Selected passage »
Basic principle
We describe the basic steps to follow in the training_script.m and prediction_script.m Matlab scripts. You can use the training sets and stacks from out Zenodo archive for testing purposes, or you can use your own Z-stacks.
We define z-pixels as the pixel intensity of a certain pixel throughout all frames in one Z-stack. We noted that, depending on the object being observed, the "signature" of that z-pixel would differ. The basic idea is that by manually labelling z-pixels in z-stacks and then feeding those training sets into machine learning classifiers, we are able to then predict labelling of other datasets for image segmentation purposes.
Therefore the first step for the user will be to design training sets using our custom graphical interface.
Once manually or semi-automatically labelled training sets have been generated, data can be extracted and formatted for training.
Before formatting, we introduced the possibility for preprocessing image functions to be performed on the frames in the Z-stacks: this allows for the incorporation via various possible operations of information on the neighborhood of each Z-pixel. This step multiplies the number of elements per z-pixel by however many preprocessing steps are being performed. This might cause memory issues. We advise downsampling for PCA estimation.
Principal component analysis is then performed on the extracted data to reduce dimensionality. The user specifies a number of principal components to keep, which makes it possible to keep a large percentage of the information in the datasets while drastically reducing the number of components per observation. This is a common procedure in hyperspectral image analysis, which inspired this approach to microscopy images, to circumvent the curse of dimensionality. There are a number of other ways to go about it but this is probably the easiest one to implement and use. An axis of improvement would definitely be to look into other feature extraction techniques.

Goals »
1. Name every script file and every data archive that the z-pixel segmentation passage mentions.
2. Carry on the description of the z-pixel segmentation method past its final sentence.

Data extract »
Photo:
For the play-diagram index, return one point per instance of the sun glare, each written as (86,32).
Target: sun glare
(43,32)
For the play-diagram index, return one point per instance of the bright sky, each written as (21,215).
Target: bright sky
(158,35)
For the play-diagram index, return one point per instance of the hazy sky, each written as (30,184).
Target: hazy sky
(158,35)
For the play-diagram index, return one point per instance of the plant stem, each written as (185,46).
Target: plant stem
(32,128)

---

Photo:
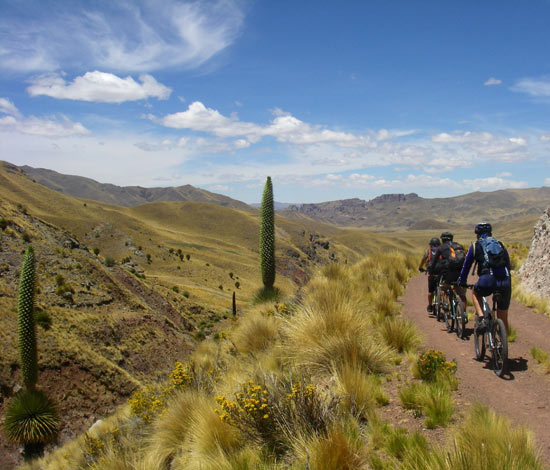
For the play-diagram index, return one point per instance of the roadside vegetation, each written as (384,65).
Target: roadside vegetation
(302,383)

Answers below »
1. training_script.m, prediction_script.m, and the Zenodo archive

2.
Once data has been extracted and formatted, machine learning classifiers can be trained on it. We currently support two types of classifiers, Support Vector Machines and Random Forests.
While the master branch of this repository is dedicated to SVM-based classification, we recently observed that Random Forests tend to perform consistently better than SVMs in terms of computational time. We therefore recommend that users use the Random Forests branch instead. The two branches are maintained in parallel with updates to one branch being usually immediately patched into the other unless they specifically concern the classifiers themsleves.
Since the software has initially been developed with SVMs in mind, the user might run into confusing messages about SVMs when they are actually on the random forests branch. We will try to remove those as time goes by.
Once the classifiers have been trained, they can be saved to disk and later be used for prediction. The user can also run evaluation scripts to try to optimize certain parameters.
With a trained classifier the user can launch predictions on stacks, either after the experiment has been performed or on-the-fly, as stacks are being acquired.
We developed a GUI that simplifies the prediction step, although it can be easily scripted for more flexibility.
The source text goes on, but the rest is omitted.